== Page extract ==
Jepler: I am not sure how system losses are taken into account in those figures but those are the direct impacts. Bear in mind everything you buy will also be bathed in the blood of sparrows. Embedded bird deaths one might say.
posted by biffa at 12:06 AM on March 20, 2013




This isn't to say the wind industry is a blameless beacon of community-first policy - a nearby town has a 300' tall paperweight because the company who sold the town on a community turbine also sold them a bum gearbox. Of course they'll replace it... for half a million dollars. The town does not have a half a million dollars, the turbine was supposed to be generating electricity and cash by selling juice back into the grid; massive overhauls after less than 5 years of operation were not part of the deal. Insurance on the structure won't cover "minor" mechanical repair, and the maintenance contract won't cover "major" mechanical repair. So the damn thing is idle, and the town will be paying it off with tax revenue rather than electricity revenue for the next 20 years unless they take another bond to fix the gearbox and get better insurance and maintenance contracts.
posted by Slap*Happy at 4:47 AM on March 20, 2013


stavros, to be fair, there's lots of magical thinking here in N. Am. as well. We just keep it in the kitchen.
===
== Dataset excerpts ==
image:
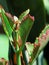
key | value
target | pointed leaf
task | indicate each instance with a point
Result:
(24, 14)
(25, 28)
(30, 47)
(6, 25)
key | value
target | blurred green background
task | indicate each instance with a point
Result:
(38, 8)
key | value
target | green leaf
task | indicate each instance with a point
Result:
(30, 47)
(42, 40)
(25, 28)
(6, 25)
(24, 14)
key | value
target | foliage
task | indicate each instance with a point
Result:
(17, 30)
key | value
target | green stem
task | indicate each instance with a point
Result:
(17, 51)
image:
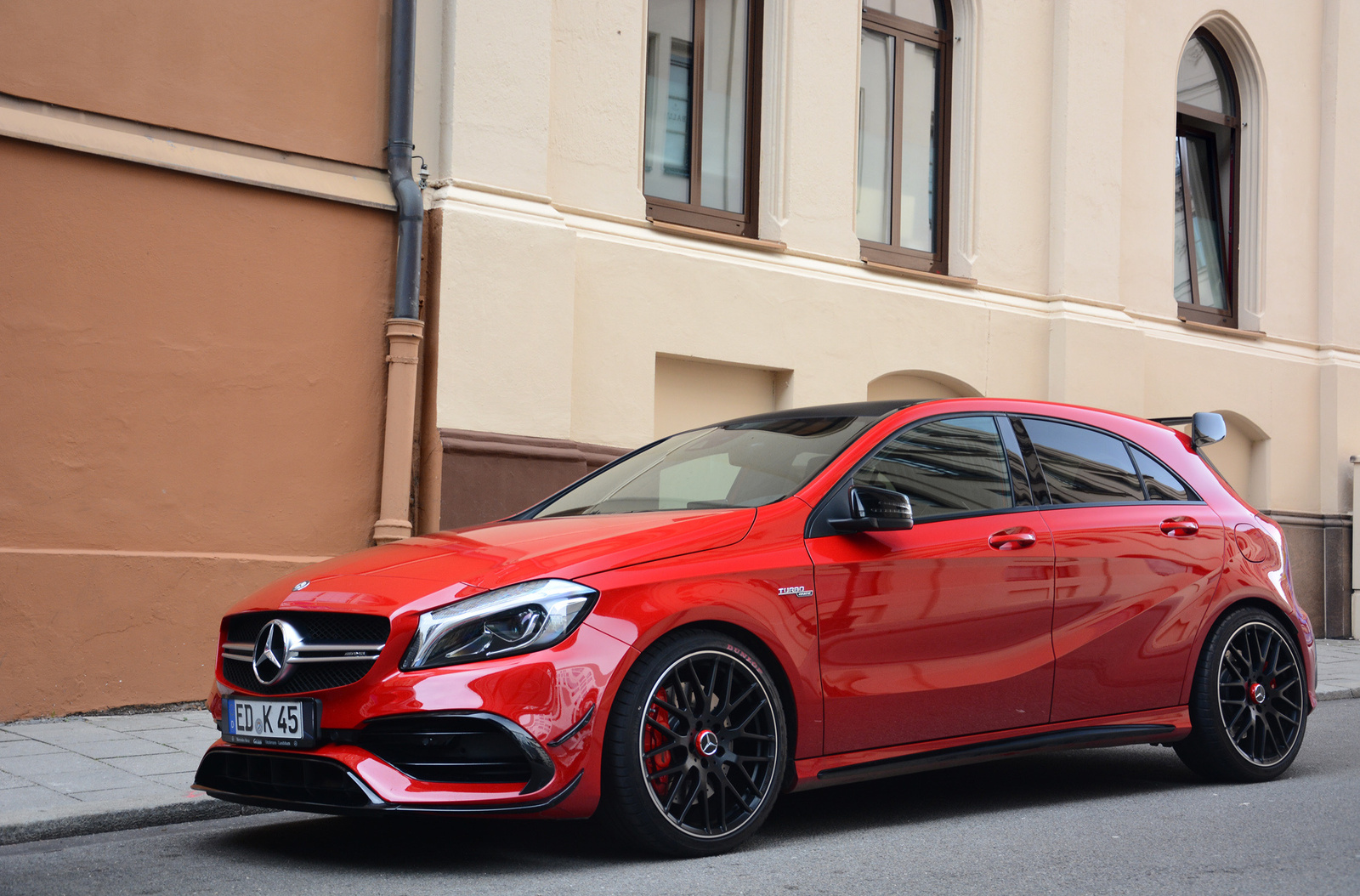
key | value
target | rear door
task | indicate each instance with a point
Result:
(1133, 553)
(943, 628)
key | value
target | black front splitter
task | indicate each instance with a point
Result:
(381, 807)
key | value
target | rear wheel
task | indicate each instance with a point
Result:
(1248, 702)
(695, 746)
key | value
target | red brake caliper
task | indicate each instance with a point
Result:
(652, 739)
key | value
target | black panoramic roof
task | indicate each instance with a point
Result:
(849, 410)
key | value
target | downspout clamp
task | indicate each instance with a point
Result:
(405, 326)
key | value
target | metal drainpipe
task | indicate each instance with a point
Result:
(405, 326)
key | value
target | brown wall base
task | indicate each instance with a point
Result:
(93, 630)
(1319, 566)
(489, 474)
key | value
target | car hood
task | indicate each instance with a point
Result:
(432, 570)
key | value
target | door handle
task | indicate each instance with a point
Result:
(1012, 539)
(1180, 526)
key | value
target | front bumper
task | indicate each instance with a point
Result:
(278, 780)
(507, 736)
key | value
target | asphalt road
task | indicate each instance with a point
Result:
(1128, 820)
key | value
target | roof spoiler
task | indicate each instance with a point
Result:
(1205, 428)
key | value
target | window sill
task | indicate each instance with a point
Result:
(732, 240)
(918, 275)
(1221, 331)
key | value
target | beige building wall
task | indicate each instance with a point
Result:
(197, 263)
(569, 315)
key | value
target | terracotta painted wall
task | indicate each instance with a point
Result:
(190, 390)
(305, 75)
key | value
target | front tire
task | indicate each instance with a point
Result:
(695, 746)
(1248, 702)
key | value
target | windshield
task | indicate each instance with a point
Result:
(745, 464)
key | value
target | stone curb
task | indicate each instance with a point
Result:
(51, 825)
(1337, 694)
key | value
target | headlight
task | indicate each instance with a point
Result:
(501, 623)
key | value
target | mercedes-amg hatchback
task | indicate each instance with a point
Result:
(785, 601)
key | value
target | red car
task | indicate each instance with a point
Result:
(779, 603)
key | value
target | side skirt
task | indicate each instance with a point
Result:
(1169, 725)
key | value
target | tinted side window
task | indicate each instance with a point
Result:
(944, 467)
(1083, 467)
(1162, 483)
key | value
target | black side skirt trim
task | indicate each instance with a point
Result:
(1096, 736)
(394, 807)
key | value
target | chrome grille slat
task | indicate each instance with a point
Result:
(328, 662)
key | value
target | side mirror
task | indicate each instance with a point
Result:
(1207, 428)
(875, 510)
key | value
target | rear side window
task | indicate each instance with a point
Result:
(944, 467)
(1162, 483)
(1083, 467)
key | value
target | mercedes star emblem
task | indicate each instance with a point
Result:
(274, 649)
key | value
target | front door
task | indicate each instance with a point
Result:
(944, 628)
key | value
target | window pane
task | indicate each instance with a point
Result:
(1162, 483)
(1207, 222)
(922, 11)
(724, 140)
(1083, 467)
(668, 111)
(918, 162)
(1182, 258)
(1200, 81)
(947, 467)
(874, 203)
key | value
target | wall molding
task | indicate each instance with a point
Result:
(194, 152)
(528, 448)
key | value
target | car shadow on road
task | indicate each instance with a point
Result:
(415, 843)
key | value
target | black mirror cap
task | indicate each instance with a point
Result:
(1207, 428)
(876, 510)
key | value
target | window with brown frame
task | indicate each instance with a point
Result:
(700, 139)
(904, 165)
(1208, 135)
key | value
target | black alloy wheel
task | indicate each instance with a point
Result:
(695, 746)
(1249, 702)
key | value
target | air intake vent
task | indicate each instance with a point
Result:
(450, 750)
(309, 780)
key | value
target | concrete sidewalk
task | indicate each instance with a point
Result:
(112, 773)
(104, 773)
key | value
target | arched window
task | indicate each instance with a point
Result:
(1208, 136)
(901, 204)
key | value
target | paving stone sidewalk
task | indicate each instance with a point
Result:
(104, 773)
(112, 773)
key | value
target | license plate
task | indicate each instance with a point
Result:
(269, 723)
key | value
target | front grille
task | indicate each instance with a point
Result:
(448, 748)
(337, 630)
(312, 678)
(310, 780)
(316, 628)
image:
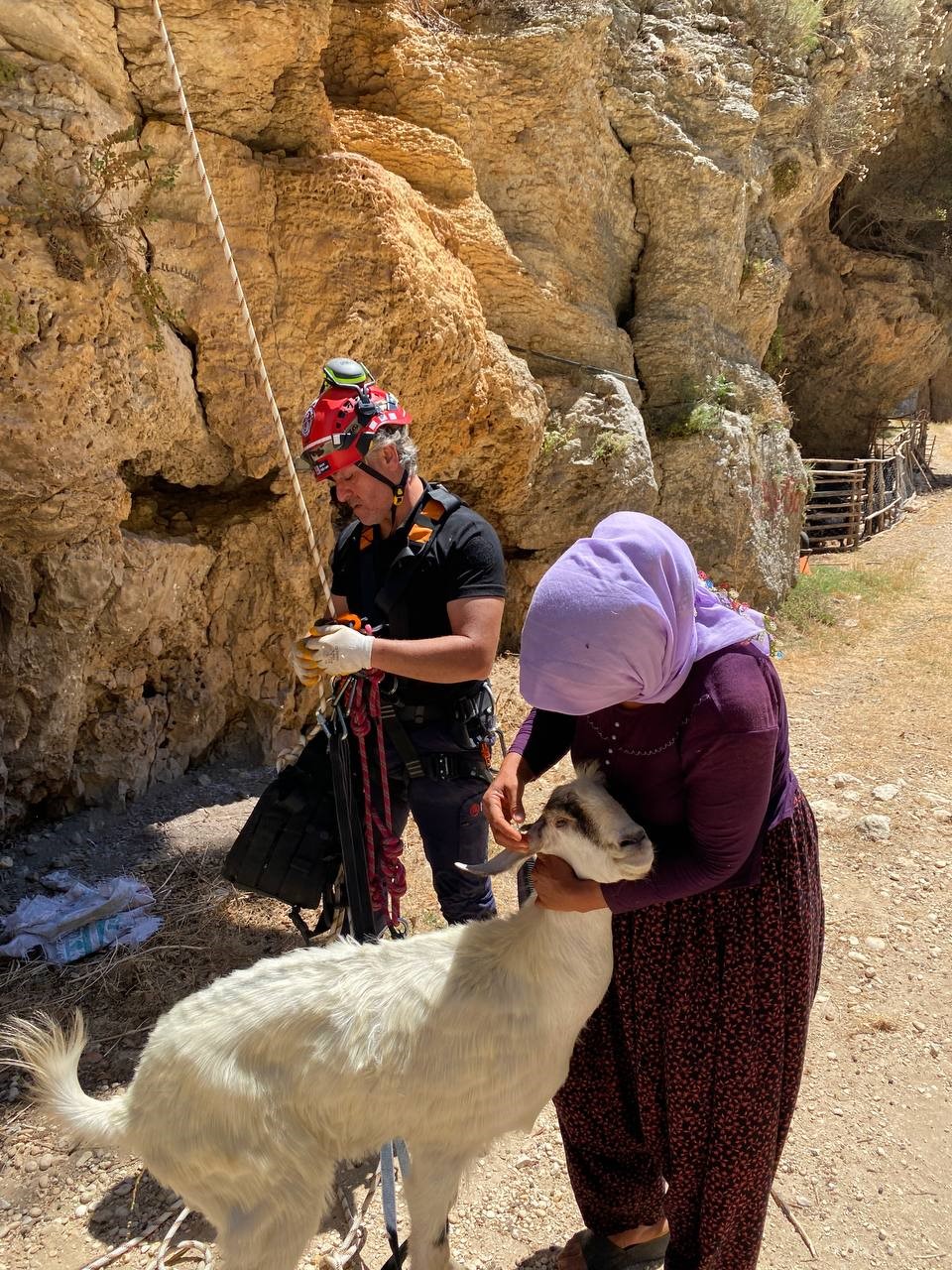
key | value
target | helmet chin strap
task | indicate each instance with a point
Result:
(397, 488)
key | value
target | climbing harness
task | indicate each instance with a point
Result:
(385, 864)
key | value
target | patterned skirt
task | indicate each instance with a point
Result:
(683, 1082)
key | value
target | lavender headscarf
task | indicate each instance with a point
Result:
(622, 616)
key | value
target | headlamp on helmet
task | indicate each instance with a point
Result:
(340, 425)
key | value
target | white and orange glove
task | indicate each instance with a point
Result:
(330, 651)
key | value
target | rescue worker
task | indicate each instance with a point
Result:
(426, 575)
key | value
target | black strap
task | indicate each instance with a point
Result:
(352, 847)
(381, 601)
(399, 739)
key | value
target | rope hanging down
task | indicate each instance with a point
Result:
(240, 294)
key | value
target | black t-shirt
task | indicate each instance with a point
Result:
(463, 561)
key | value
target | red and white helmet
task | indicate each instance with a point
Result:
(339, 426)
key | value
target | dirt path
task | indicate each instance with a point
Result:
(867, 1170)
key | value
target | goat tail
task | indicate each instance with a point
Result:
(51, 1057)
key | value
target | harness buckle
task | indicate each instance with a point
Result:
(442, 767)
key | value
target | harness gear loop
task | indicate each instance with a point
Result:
(385, 864)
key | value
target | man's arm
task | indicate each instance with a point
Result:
(467, 653)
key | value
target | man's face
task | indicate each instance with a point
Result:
(368, 498)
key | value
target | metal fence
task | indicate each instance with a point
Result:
(855, 498)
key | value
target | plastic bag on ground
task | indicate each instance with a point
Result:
(80, 920)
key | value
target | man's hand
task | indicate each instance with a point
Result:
(338, 651)
(303, 663)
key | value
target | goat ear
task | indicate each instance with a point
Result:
(590, 771)
(502, 862)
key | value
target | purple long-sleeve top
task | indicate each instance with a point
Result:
(707, 772)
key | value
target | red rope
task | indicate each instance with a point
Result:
(385, 865)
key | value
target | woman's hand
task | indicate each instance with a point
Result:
(502, 803)
(558, 888)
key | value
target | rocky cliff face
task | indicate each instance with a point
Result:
(474, 198)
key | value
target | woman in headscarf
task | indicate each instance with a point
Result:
(683, 1082)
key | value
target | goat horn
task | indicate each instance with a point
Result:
(498, 864)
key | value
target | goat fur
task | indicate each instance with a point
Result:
(249, 1091)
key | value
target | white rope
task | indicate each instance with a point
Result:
(239, 291)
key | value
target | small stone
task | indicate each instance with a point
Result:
(885, 793)
(878, 828)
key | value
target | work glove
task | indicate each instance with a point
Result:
(307, 671)
(338, 651)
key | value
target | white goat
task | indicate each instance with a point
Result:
(249, 1091)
===
→ **Tasks**:
a. Condense the paragraph of the wind power discussion that begins "This isn't to say the wind industry" into a short bulleted list that keeps its main facts.
b. Extend the wind power discussion by writing what comes next after its final sentence.
The entries are separate material with no connection to the wind power discussion.

→ **Answer set**:
a.
- The wind industry is not free of blame.
- A nearby town has a 300' idle turbine because the company that sold it a community turbine also supplied a faulty gearbox.
- The company will replace the gearbox for half a million dollars, which the town does not have.
- The turbine was supposed to earn money by selling electricity back into the grid. Major overhauls after less than five years were not part of the deal.
- The insurance does not cover "minor" mechanical repair, and the maintenance contract does not cover "major" mechanical repair.
- The turbine stands idle. The town will pay it off from tax revenue for the next 20 years unless it takes another bond to fix the gearbox and obtains better insurance and maintenance contracts.

b.
posted by sneebler at 6:15 AM on March 20, 2013


There is a shocking preponderance of unscientific magical thinking here in Korea

I would be really interested in a post about this.
posted by Pope Guilty at 11:20 AM on March 20, 2013


I've been doing wind turbines for 20-ish years. No new issues have come up in that time. Sure, some of the understanding of long-range noise propagation has improved, but also - watt for watt - new turbines are quieter than old ones. The anti-wind echo chamber is amazing; they all use wordpress.com blogs, and I'm pretty sure they're using auto-posts from RSS feeds so that all the groups (I use that term loosely; some of the groups are actually individuals) appear to be producing a united, massive and fast-acting front. The cross-pollination between the Ontario groups and the Australian groups produced a 24-hour news battering against wind energy.

One of the surprisingly large opponents of wind power are power workers. Apart from maintenance crews, wind farms don't employ thousands of people. They dispatch and shut down as the weather changes. In the words of a certain computer company, wind turbines just work.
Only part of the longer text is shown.